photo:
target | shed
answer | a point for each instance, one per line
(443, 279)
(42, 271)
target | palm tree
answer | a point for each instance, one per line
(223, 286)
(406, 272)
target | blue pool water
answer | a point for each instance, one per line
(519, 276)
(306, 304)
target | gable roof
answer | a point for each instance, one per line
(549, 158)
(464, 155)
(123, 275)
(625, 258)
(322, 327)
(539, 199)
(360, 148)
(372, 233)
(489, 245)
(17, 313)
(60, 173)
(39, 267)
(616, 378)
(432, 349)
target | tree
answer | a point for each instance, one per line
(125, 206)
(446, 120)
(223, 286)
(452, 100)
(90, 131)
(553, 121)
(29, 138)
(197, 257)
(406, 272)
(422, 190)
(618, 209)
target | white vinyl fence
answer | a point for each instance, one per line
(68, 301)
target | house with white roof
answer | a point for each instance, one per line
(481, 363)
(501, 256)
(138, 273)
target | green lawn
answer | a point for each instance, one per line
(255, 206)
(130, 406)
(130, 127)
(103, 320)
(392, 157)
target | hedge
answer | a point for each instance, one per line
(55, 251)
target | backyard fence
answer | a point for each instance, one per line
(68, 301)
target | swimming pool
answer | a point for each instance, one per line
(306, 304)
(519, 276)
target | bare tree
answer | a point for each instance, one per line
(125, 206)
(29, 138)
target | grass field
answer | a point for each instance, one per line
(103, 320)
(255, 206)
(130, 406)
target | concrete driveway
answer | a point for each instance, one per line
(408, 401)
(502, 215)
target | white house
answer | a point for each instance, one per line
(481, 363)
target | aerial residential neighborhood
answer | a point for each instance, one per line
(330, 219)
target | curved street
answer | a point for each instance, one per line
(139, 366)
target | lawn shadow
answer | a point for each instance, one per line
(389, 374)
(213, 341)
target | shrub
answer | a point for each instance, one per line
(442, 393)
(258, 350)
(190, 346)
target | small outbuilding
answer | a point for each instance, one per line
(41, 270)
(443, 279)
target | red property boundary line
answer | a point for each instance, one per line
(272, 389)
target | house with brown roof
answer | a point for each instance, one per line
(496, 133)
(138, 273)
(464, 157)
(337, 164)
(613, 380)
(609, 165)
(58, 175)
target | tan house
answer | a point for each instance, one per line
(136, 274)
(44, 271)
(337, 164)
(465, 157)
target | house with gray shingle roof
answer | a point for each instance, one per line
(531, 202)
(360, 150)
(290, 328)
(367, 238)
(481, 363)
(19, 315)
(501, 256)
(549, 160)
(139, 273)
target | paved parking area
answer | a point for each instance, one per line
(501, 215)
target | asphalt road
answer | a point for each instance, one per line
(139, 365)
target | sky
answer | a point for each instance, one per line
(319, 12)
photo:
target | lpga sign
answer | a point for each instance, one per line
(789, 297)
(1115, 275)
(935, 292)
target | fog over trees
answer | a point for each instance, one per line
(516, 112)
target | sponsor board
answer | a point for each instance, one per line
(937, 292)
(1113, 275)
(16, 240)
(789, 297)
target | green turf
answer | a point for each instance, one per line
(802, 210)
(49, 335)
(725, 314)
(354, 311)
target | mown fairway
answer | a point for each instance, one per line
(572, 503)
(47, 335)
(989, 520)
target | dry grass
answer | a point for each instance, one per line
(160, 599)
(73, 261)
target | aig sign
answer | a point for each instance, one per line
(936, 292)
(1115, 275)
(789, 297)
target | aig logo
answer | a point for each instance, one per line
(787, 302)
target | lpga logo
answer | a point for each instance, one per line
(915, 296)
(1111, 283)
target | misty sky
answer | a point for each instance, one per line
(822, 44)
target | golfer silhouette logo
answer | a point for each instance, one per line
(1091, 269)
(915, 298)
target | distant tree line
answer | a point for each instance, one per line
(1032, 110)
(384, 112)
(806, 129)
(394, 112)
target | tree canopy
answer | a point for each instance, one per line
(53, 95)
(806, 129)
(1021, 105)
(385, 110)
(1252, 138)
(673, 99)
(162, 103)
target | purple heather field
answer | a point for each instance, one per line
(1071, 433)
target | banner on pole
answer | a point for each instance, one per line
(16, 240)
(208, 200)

######

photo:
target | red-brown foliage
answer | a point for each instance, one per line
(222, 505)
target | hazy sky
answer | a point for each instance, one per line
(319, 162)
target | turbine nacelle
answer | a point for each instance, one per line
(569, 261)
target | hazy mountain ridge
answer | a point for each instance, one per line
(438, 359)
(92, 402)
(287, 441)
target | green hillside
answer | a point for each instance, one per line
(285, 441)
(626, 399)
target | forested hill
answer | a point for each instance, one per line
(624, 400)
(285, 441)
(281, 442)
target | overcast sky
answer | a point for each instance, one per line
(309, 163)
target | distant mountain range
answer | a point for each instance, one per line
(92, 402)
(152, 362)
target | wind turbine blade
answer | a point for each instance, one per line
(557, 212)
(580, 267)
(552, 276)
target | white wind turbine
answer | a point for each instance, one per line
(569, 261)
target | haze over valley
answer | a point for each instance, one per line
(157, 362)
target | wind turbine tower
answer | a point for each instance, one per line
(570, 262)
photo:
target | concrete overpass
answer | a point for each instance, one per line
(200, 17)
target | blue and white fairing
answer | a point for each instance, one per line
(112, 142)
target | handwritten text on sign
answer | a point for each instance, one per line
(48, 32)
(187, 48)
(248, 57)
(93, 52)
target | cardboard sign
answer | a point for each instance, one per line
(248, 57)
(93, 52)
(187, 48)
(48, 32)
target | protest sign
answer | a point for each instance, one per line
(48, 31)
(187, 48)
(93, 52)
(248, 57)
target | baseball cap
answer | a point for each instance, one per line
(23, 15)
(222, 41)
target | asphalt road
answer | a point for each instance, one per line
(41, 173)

######

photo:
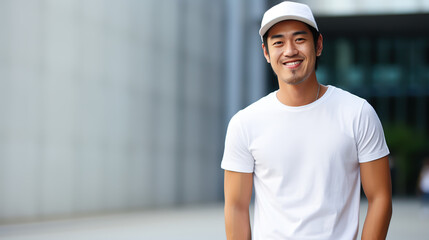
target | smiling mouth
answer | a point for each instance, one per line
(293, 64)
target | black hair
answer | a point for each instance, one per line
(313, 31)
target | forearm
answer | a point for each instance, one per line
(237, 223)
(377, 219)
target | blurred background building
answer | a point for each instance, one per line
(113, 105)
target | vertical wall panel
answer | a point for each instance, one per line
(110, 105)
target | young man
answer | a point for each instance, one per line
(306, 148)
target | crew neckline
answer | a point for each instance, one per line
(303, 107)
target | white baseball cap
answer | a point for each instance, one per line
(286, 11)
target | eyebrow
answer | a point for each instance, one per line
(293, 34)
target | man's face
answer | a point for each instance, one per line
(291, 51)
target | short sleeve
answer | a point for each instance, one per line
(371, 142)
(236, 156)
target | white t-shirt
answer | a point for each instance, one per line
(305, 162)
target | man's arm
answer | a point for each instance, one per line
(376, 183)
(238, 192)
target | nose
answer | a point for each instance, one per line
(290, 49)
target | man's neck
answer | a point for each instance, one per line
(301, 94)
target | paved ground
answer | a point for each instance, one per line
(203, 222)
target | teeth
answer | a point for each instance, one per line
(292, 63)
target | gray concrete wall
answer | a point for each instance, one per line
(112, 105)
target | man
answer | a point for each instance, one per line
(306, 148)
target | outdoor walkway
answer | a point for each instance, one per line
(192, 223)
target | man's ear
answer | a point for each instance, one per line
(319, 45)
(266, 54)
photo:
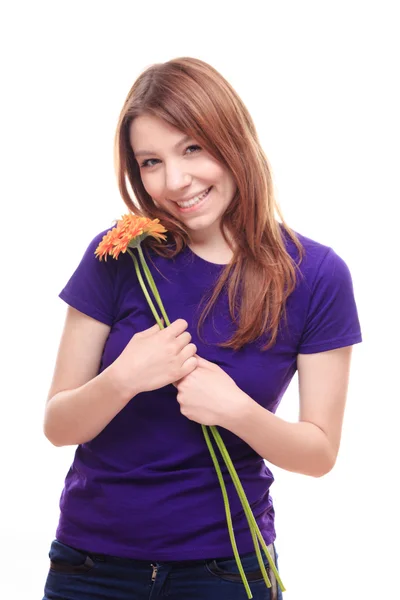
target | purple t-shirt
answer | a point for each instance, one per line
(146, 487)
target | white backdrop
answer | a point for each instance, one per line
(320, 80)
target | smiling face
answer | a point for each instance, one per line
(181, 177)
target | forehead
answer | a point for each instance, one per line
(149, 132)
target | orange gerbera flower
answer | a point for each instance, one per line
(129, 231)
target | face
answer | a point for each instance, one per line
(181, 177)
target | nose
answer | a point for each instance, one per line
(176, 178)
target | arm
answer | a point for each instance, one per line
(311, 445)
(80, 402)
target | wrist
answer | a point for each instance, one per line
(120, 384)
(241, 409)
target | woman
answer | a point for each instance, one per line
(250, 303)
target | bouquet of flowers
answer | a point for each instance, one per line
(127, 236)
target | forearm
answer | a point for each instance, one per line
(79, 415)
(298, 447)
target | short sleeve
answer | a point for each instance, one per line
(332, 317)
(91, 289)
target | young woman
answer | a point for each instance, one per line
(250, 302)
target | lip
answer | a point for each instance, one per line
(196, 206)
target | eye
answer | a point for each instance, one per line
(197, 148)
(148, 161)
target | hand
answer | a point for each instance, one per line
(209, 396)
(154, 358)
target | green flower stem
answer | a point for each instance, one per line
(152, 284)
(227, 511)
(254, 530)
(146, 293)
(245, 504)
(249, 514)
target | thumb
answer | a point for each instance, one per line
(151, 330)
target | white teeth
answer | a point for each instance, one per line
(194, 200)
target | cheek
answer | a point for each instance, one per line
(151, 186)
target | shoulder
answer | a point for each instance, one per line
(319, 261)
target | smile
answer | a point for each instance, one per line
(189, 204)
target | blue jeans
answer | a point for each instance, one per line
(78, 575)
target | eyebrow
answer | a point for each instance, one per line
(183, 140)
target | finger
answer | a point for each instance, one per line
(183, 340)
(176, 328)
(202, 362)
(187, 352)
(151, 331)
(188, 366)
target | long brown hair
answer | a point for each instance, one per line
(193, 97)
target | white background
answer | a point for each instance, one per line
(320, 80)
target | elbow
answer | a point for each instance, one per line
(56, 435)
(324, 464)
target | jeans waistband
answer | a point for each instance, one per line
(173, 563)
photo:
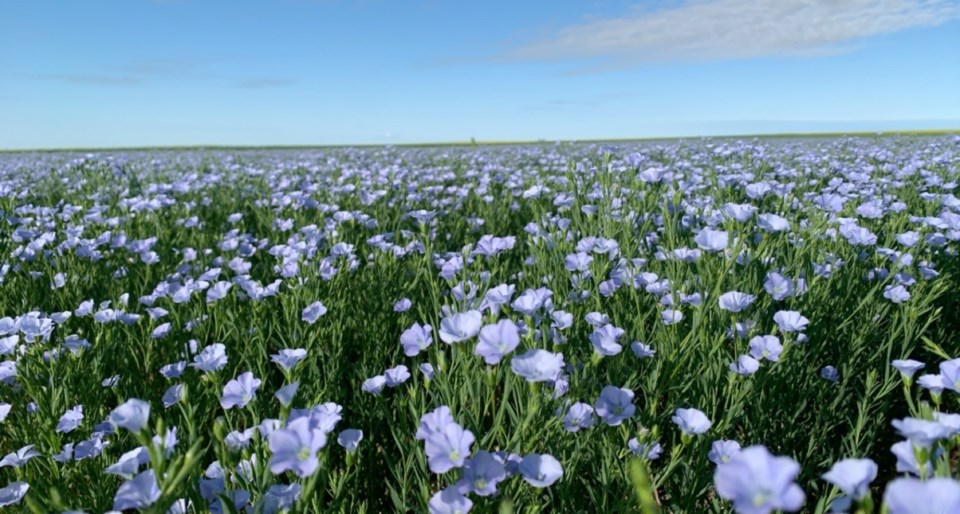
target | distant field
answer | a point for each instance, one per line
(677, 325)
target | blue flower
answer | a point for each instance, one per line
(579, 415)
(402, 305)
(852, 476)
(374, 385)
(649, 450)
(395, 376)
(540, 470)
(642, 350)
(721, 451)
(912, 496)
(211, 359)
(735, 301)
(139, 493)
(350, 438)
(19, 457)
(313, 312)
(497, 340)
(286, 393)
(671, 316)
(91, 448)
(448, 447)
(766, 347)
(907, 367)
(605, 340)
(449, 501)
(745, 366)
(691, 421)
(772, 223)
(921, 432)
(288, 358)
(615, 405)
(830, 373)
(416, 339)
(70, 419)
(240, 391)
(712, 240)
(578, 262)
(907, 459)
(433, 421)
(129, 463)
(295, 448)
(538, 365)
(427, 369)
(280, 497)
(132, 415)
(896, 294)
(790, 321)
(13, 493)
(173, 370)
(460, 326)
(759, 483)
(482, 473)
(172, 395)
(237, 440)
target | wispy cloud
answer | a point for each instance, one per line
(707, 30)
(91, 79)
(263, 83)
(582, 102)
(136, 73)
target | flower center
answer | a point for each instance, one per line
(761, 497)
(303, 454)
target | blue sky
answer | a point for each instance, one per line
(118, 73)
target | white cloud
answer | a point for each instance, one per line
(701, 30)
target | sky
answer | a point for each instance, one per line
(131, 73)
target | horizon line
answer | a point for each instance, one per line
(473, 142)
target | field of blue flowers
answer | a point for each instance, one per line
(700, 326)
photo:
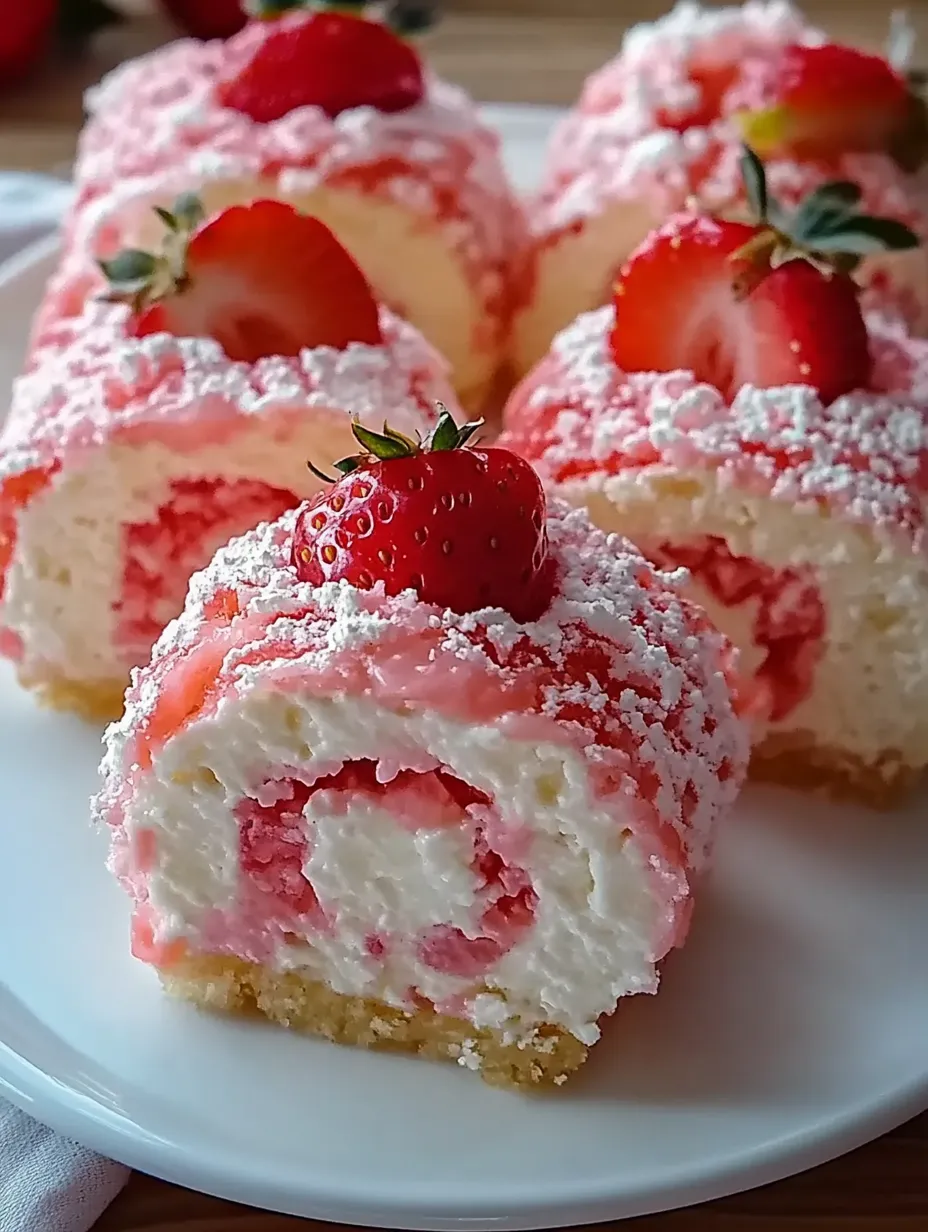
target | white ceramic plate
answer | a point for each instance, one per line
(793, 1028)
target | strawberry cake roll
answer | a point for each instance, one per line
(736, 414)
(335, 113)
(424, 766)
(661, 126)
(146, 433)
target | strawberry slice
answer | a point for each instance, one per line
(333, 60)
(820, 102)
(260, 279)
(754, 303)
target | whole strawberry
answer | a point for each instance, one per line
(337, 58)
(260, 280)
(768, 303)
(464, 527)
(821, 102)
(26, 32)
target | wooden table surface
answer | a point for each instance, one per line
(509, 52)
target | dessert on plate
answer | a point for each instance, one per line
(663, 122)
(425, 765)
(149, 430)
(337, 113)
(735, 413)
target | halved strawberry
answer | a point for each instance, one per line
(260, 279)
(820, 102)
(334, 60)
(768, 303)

######

= STATED PROBLEM =
Copy the entries from the line with "target | aig logo" up to and including the line with "(1071, 433)", changing "misty sky" to "foggy sky" and leaving everything else the same. Give only those lines.

= RIGHT ANSWER =
target | aig logo
answer | a point for each instance, one per line
(787, 302)
target | lpga logo
answer | a point for each instance, one per line
(915, 296)
(1111, 283)
target | foggy sky
answer | a point for each instance, one per line
(822, 44)
target | golfer silhouette logo
answer | a point for each instance, one per line
(1091, 269)
(915, 298)
target | distant tree line
answer | a point for each instance, one per line
(1032, 110)
(384, 112)
(806, 129)
(394, 112)
target | tree canopy
answer | a point for each instance, one per line
(53, 95)
(806, 129)
(1021, 105)
(385, 110)
(1252, 138)
(673, 99)
(162, 103)
target | purple heather field
answer | a point for each instance, one per line
(1071, 433)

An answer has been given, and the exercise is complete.